Eighth-seeded Canadian Milos Raonic also advanced, 7-6(3) 7-6(3) 6-3 over qualifier Illya Marchenko, though he admitted his laconic demeanour on court hides a tangled mess of high strung nerves and personal demons.
"Everything bothers me deep down," a smiling Raonic said after his 28th ace sealed the win over the 144th-ranked Ukrainian. "Everything. I'm not that relaxed."
Twice champion Victoria Azarenka, unseeded after an injury-ravaged 2014, proved she was a dangerous floater in the draw as she got back to her banshee-screeching best, raising the decibel levels on Hisense Arena in a 6-3 6-2 win over American Sloane Stephens.
"Being an unseeded player, it's not a surprise that I have a tough draw or tough opponents in the early round," she said. "I just need to go through that."
+-------+
[Directions]
A - Check each statement against the tennis report and answer yes or no, quoting the deciding words: (i) Raonic beat Marchenko without dropping a set. (ii) Azarenka entered the draw as a seeded player. (iii) Raonic described himself as relaxed.
B - In the tennis report, which of Raonic's aces sealed his win?
C - Continue the tennis report from its last sentence.
The data listing is separate material, apart from the tennis report.

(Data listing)
+-------+
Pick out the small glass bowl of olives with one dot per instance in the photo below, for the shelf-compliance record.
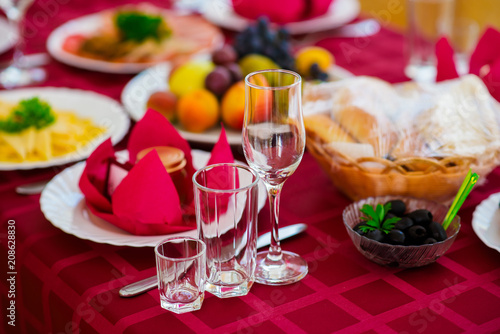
(400, 231)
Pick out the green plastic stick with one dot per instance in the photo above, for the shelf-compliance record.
(457, 197)
(465, 189)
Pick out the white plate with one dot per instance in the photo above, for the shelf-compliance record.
(221, 13)
(9, 35)
(136, 93)
(63, 205)
(486, 221)
(103, 111)
(86, 25)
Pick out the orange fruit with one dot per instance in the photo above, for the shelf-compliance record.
(198, 110)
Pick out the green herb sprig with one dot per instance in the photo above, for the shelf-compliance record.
(374, 219)
(137, 26)
(31, 112)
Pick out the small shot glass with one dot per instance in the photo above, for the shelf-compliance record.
(181, 269)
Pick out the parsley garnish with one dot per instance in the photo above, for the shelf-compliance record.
(28, 113)
(374, 219)
(137, 26)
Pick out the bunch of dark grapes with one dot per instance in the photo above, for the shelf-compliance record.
(261, 39)
(317, 73)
+-------+
[Solved tasks]
A -
(i) Yes: "7-6(3) 7-6(3) 6-3 over qualifier Illya Marchenko"
(ii) No: "unseeded after an injury-ravaged 2014"
(iii) No: "I'm not that relaxed."

B - His 28th ace.

C -
The tournament does not get any easier for Azarenka with a second round clash against former world number one Caroline Wozniacki, who eventually outfought American teenager Taylor Townsend 7-6(1) 6-2.
"It's going to be tough, she's won here before (and) not the easiest on paper," Wozniacki said of the second round clash.
"But at the same time... whether you have to beat her in the second round or fourth round, whatever, doesn't matter if you want to win the tournament."